Challenge » Show every line of the items below that contains the word "rocky", matching case exactly.

[START]

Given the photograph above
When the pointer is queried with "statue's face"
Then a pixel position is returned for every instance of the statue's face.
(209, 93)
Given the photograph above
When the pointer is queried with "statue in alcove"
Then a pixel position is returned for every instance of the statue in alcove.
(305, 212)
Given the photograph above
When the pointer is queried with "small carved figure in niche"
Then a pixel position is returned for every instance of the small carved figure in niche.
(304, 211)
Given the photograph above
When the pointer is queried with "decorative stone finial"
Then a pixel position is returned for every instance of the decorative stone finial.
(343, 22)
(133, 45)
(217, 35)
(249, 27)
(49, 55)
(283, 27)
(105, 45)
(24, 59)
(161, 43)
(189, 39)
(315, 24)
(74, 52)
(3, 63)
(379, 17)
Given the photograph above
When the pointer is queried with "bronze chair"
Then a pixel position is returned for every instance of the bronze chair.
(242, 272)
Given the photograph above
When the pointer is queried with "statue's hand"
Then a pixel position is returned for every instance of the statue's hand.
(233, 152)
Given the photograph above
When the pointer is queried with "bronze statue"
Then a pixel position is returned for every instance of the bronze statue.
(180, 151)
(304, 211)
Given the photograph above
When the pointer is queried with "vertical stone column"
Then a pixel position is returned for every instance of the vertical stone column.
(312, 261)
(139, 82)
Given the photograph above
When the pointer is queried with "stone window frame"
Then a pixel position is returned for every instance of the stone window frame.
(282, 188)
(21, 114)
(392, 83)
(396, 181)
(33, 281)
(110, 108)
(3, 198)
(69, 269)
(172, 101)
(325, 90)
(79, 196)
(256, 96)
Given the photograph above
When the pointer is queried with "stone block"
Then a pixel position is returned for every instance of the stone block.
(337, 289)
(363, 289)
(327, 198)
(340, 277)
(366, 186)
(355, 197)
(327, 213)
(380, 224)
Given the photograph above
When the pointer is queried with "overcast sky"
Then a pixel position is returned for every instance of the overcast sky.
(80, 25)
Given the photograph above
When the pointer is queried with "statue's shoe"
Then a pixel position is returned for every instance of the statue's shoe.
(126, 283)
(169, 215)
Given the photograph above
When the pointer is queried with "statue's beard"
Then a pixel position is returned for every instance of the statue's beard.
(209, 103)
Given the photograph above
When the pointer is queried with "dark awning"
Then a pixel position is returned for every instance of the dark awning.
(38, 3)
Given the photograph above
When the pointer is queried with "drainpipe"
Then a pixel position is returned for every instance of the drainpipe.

[END]
[START]

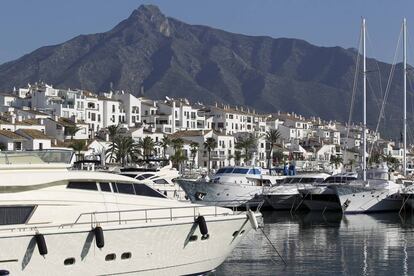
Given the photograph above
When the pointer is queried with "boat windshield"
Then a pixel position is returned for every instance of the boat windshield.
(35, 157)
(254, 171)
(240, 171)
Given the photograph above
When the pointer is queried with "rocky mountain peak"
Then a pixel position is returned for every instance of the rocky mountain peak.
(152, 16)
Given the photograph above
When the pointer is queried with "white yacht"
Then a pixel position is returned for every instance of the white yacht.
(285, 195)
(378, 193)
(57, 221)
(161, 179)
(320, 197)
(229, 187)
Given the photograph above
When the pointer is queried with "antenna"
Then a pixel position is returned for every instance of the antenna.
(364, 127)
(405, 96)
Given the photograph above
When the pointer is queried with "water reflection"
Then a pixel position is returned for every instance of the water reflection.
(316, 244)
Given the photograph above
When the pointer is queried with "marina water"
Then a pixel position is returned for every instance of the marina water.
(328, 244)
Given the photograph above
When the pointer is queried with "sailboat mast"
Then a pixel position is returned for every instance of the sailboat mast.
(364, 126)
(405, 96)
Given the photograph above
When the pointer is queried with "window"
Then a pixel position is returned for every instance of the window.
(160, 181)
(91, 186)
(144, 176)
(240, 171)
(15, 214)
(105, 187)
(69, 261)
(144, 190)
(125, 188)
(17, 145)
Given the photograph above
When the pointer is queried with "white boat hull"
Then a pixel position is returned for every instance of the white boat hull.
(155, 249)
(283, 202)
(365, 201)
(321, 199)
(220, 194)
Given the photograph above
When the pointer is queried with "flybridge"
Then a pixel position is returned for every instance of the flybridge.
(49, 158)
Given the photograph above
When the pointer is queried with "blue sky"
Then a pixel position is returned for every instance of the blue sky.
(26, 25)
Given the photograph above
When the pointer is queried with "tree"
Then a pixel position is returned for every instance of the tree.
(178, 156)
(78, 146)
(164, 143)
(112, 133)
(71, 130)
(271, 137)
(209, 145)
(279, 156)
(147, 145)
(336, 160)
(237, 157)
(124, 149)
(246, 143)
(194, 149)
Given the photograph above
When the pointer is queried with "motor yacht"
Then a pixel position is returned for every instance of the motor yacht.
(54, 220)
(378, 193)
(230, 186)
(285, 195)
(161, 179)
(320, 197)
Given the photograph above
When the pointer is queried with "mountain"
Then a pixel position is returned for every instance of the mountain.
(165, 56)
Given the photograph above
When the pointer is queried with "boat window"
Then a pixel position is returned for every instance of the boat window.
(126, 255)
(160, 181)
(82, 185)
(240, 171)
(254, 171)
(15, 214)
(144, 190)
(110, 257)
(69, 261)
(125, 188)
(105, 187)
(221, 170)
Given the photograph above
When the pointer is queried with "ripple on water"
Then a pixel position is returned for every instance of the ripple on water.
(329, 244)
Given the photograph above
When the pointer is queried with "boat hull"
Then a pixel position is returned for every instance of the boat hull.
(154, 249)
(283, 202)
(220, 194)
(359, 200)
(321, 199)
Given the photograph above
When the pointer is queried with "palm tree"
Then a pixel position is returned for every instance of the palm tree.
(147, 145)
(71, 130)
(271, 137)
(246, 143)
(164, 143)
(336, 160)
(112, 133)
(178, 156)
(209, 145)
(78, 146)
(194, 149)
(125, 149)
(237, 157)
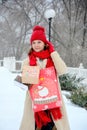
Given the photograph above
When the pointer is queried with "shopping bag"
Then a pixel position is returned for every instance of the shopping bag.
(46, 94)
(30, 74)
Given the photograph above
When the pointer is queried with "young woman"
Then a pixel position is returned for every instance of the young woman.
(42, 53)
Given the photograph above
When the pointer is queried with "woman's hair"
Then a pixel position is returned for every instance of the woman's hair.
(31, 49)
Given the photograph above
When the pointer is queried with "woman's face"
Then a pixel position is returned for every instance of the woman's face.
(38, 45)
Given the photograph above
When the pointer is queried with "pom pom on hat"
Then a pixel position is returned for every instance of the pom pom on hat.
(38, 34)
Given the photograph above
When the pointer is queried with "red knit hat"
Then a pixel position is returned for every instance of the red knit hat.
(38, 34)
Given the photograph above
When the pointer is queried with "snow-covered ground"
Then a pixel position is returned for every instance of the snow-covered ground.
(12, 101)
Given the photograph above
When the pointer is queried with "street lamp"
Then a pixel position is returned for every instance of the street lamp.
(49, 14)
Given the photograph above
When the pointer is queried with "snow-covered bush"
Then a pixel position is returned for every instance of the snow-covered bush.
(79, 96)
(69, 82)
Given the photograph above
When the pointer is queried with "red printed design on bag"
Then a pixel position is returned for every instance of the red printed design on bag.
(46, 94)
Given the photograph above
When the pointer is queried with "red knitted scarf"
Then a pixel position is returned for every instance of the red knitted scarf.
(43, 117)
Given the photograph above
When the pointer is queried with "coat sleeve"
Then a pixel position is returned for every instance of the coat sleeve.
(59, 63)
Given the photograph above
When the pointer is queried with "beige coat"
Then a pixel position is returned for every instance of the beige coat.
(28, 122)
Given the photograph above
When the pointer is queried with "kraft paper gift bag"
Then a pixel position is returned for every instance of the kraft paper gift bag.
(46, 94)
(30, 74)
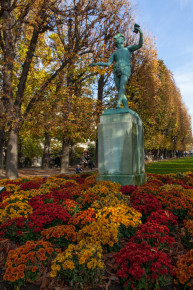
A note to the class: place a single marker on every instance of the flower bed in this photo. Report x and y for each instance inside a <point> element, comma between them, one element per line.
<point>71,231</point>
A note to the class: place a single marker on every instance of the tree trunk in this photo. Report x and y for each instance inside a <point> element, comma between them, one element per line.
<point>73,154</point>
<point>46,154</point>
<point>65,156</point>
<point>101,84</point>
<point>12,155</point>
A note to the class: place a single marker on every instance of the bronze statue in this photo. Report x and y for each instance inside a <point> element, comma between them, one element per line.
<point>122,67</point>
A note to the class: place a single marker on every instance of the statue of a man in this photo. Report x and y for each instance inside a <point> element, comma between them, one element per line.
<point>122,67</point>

[END]

Answer for the task »
When the pointer is queried with "rocky mountain peak"
Then a pixel position is returned for every instance of the rocky mountain peak.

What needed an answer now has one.